**Required action**
Every line below should be copied exactly; drop the pictures.
[Record excerpts Boundary: Start]
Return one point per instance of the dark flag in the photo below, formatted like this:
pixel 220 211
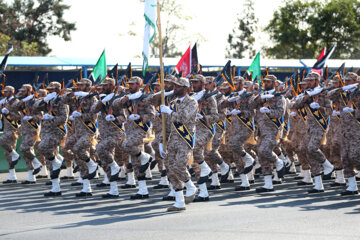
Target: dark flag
pixel 113 73
pixel 321 62
pixel 4 61
pixel 194 59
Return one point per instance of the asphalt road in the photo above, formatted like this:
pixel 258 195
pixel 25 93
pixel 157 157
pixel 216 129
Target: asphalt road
pixel 288 213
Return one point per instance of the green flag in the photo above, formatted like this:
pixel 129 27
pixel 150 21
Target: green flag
pixel 99 72
pixel 255 68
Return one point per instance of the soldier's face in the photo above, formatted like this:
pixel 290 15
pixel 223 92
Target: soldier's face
pixel 268 85
pixel 134 87
pixel 168 86
pixel 311 83
pixel 197 86
pixel 179 91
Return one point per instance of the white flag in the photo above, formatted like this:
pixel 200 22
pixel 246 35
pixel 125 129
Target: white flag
pixel 150 30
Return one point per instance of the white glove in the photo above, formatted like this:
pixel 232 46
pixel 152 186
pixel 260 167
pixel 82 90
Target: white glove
pixel 199 116
pixel 348 110
pixel 5 111
pixel 264 110
pixel 108 98
pixel 232 99
pixel 348 87
pixel 81 94
pixel 315 105
pixel 314 92
pixel 48 116
pixel 161 150
pixel 110 118
pixel 267 96
pixel 50 96
pixel 336 113
pixel 76 114
pixel 28 98
pixel 235 112
pixel 135 95
pixel 134 117
pixel 165 109
pixel 27 118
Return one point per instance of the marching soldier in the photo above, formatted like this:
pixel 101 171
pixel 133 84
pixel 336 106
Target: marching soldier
[Record excerpts Boundary: End]
**Solution to this task**
Return one point per instance of the dark flag in the photo below, formatted like this:
pixel 220 211
Target: dark flag
pixel 113 73
pixel 321 62
pixel 4 61
pixel 194 59
Return one point per instance of the asphalt road in the photo above, formatted like this:
pixel 258 195
pixel 25 93
pixel 157 157
pixel 216 129
Target: asphalt road
pixel 288 213
Return one point per instance of the green flag in the photo above, formatted like this:
pixel 129 27
pixel 150 21
Target: green flag
pixel 99 72
pixel 255 68
Return one point per instance of the soldier's face in the photo above, formatted like this:
pixel 290 15
pixel 223 92
Target: soldier's face
pixel 268 85
pixel 134 87
pixel 168 86
pixel 311 83
pixel 197 86
pixel 179 91
Return one point per instance of the white flag in the photo above, formatted like this:
pixel 200 22
pixel 246 35
pixel 125 129
Target: white flag
pixel 150 30
Return one point per instance of the white glove in the photo above, formatted like this:
pixel 232 46
pixel 152 186
pixel 260 167
pixel 82 90
Target: white glove
pixel 199 116
pixel 348 110
pixel 5 111
pixel 264 110
pixel 108 98
pixel 232 99
pixel 348 87
pixel 81 94
pixel 315 105
pixel 314 92
pixel 48 116
pixel 161 150
pixel 110 118
pixel 267 96
pixel 50 96
pixel 336 113
pixel 76 114
pixel 28 98
pixel 235 112
pixel 135 95
pixel 134 117
pixel 165 109
pixel 27 118
Return one point per instance of the marching soldier in the photo above, formatted like this:
pixel 101 171
pixel 133 84
pixel 336 106
Target: marching soldier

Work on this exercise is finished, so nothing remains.